» Natural language region descriptions:
□ □ □ □ □ □ □
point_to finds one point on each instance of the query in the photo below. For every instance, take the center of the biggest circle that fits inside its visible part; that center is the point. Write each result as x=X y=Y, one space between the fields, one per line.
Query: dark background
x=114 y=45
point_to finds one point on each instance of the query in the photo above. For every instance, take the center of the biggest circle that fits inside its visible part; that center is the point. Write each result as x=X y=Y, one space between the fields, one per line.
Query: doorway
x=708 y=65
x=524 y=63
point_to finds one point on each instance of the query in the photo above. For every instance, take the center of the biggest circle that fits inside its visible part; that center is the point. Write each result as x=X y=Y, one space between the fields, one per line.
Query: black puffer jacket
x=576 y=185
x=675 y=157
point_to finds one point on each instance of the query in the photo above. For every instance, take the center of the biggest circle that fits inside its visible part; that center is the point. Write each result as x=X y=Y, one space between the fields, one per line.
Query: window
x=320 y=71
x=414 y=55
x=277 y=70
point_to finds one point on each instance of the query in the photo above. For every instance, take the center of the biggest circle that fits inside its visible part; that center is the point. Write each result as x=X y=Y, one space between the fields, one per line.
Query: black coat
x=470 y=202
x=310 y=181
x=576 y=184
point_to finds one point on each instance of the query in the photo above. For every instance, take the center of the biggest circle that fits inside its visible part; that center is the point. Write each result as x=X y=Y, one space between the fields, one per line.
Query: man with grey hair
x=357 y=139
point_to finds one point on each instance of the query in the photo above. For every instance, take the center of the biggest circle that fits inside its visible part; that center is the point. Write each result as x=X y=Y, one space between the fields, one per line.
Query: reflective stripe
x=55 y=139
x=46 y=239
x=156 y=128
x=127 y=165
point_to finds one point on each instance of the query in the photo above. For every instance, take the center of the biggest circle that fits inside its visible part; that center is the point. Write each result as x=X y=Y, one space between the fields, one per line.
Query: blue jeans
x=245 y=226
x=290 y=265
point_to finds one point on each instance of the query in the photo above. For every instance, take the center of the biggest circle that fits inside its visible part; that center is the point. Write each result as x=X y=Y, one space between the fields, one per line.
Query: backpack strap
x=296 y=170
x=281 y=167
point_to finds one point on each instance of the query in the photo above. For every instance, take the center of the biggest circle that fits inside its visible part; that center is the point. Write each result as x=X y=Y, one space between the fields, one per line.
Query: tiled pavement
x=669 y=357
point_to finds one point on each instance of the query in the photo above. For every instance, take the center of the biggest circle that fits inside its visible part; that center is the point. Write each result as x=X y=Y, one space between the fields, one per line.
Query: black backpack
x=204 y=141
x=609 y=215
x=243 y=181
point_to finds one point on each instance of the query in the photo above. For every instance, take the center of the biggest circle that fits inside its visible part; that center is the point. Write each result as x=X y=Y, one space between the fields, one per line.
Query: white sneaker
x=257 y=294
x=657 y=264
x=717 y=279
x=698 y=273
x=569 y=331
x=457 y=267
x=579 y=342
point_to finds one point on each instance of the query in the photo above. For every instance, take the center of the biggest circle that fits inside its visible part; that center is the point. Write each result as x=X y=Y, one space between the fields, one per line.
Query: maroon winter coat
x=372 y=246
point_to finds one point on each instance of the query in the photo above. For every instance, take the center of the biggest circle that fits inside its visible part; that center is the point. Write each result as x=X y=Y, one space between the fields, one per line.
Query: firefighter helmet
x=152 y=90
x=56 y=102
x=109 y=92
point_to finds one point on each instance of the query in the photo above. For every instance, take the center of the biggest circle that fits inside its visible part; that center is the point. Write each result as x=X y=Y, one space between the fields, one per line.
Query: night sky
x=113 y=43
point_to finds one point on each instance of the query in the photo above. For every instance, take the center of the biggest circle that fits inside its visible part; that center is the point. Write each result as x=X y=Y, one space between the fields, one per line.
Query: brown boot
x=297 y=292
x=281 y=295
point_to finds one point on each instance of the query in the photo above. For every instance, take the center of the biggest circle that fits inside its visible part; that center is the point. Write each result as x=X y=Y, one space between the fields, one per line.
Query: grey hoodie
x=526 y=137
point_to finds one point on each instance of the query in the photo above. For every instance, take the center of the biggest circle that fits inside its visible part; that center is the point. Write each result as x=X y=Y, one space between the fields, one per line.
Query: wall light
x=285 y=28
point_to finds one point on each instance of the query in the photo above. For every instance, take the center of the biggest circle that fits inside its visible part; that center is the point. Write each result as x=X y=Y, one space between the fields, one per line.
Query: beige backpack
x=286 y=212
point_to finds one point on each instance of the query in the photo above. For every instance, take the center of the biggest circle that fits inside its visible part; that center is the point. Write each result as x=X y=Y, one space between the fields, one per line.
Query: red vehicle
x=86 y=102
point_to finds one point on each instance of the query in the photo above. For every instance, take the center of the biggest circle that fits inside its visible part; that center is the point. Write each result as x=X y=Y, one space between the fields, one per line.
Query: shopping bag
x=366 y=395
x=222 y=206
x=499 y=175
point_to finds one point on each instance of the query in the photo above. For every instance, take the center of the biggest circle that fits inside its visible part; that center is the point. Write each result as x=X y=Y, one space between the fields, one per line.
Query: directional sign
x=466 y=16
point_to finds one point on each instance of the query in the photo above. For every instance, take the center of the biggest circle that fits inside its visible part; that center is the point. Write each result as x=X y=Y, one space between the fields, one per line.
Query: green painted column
□ □ □ □ □ □ □
» Problem details:
Once more, write out all of the entries above exactly.

» Written response:
point_to finds one point on each instance of the query in the photo below. For every instance, take the center of the biggest circle that fits inside its visible part; that center is the point. Write each result as x=X y=Y, one space between the fields, one per line.
Query: dark background
x=114 y=45
point_to finds one point on each instance of the query in the photo above. For every instance, take the center of the biggest circle that fits inside its visible part; that center is the point. Write each result as x=X y=Y, one space between the fields, one per line.
Query: doorway
x=708 y=65
x=524 y=63
point_to finds one point on each instance of the query in the photo above. For every instance, take the center of the biggest circle that fits inside its visible part; that center is the point. Write each result as x=X y=Y, one space between the fields, one per line.
Query: black puffer jacket
x=576 y=185
x=675 y=157
point_to finds one point on each instance of the query in the photo above. For every instance, take the center of the biggest circle that fits inside its visible part; that center is the point. Write each result as x=X y=Y, one space between the fields, one per line.
Query: window
x=320 y=71
x=414 y=55
x=277 y=70
point_to finds one point on each instance of the query in the photo above. For every instance, take the center of the biggest circle that fits inside its visible part; that center is the point. Write each result as x=X y=Y, one space between the fields, one per line.
Query: black coat
x=470 y=202
x=310 y=181
x=576 y=184
point_to finds one point on each instance of the query in the photo above. For every instance, take the center of the biggest circle that fits inside its visible part; that center is the point. Write each result as x=X y=Y, one space between the fields, one per line.
Query: man with grey hair
x=357 y=139
point_to finds one point on each instance of the query in the photo above. For every instance, take the center of the biggest circle that fits inside its visible part; that center is the point. Write each result as x=X y=Y, one space between the fields, one per line.
Query: reflective stripe
x=55 y=139
x=46 y=239
x=156 y=128
x=127 y=165
point_to finds one point on each instance of the query in the photo above. For every instance, take the center of the biggest circle that fits inside its visible part; that center is the point. Write each result as x=X y=Y, one space between the fields, one per line.
Query: blue jeans
x=245 y=226
x=290 y=265
point_to finds one point on each instance of the query in the photo above. For every instance, take the center of the biggest circle that fits inside its visible part; that center is the point. Write each result as x=X y=Y, one space between the fields, one per line.
Query: backpack strap
x=296 y=170
x=281 y=167
point_to finds one point on each instance of the query in the photo above. For every instance, take the center of the biggest circle that fits inside its visible part; that center is the point. Write each result as x=X y=Y, one space between the fields, one per line.
Query: tiled pavement
x=669 y=357
point_to finds one point on each instance of the query in the photo above. For every instance, take the center of the biggest circle that fits inside its visible part; that center is the point. Write each result as x=X y=Y, one space between the fields, one per line.
Query: black backpack
x=204 y=141
x=609 y=215
x=243 y=181
point_to finds one point on each instance of the query in the photo above. For every instance, take the center of the biggest circle that fits inside its visible part; that center is the point. Write each result as x=X y=Y, one space between the fields, one per line.
Query: white sneaker
x=257 y=294
x=657 y=264
x=717 y=279
x=698 y=273
x=569 y=331
x=457 y=267
x=579 y=342
point_to finds one point on each instance of the query in the photo above. For every instance, take the center of the biggest circle that fits inside its visible part; that center is the point. Write each result as x=X y=Y, one space between the fields, one per line.
Query: maroon winter coat
x=372 y=246
point_to finds one point on each instance of the query in the photo above. For every instance, take the center of the biggest circle that fits inside its visible part; that center is the point. Write each result as x=X y=Y, one space between the fields, one per line.
Query: firefighter helmet
x=152 y=90
x=56 y=102
x=109 y=92
point_to finds one point on each instance of the query in the photo above. For every instance, take the center of the biggest circle that fits inside its visible part; that center is the point. Write each result as x=X y=Y, one space between the fields, one per line.
Query: night sky
x=113 y=43
point_to finds one point on each instance of the query in the photo above. For every instance, take the center of the biggest circle that fits inside its visible part; that center is the point. Write each result as x=X y=Y, one space between the fields, one per line.
Query: brown boot
x=297 y=292
x=281 y=295
point_to finds one point on each instance of the query in the photo above. For every instance, take the center of the biggest circle that fits inside its visible part; that center is the point. Write each result as x=X y=Y, one space between the fields, one per line.
Query: grey hoodie
x=526 y=137
point_to finds one point on each instance of the query in the photo above. For every instance, take the center of the biggest circle that fits inside its visible part; that center is the point. Write each result as x=X y=Y, one space between the fields, one per line.
Query: wall light
x=285 y=28
point_to finds one point on each instance of the query in the photo above. For every instance, take the center of the biggest circle that fits inside its visible part; that center is the point. Write each result as x=X y=Y, one space between the fields, one per line.
Query: beige backpack
x=286 y=212
point_to finds one point on each instance of the query in the photo above. For every instance, take the center of the biggest circle that fits inside its visible part; that center is the point. Write each result as x=X y=Y, one space between the fields, one per line.
Query: red vehicle
x=86 y=102
point_to finds one point on each instance of the query in the photo above. For every instance, take the center of the biggest circle that fits inside its visible part; that center is the point. Write each result as x=X y=Y, one space between the fields, one per line.
Query: shopping bag
x=366 y=395
x=222 y=206
x=499 y=175
point_to finds one point on each instance of the query in the photo above. For every instance, take the center of the biggest circle that fits inside its visible part; that center is the point. Write each result as x=X y=Y, one space between the fields, one per line.
Query: directional sign
x=466 y=16
point_to finds one point on each instance of the query in the photo above. For every instance, take the center of the biggest circle that fits inside its visible part; that center is the point. Write each result as x=X y=Y, one space between the fields, one per line.
Query: green painted column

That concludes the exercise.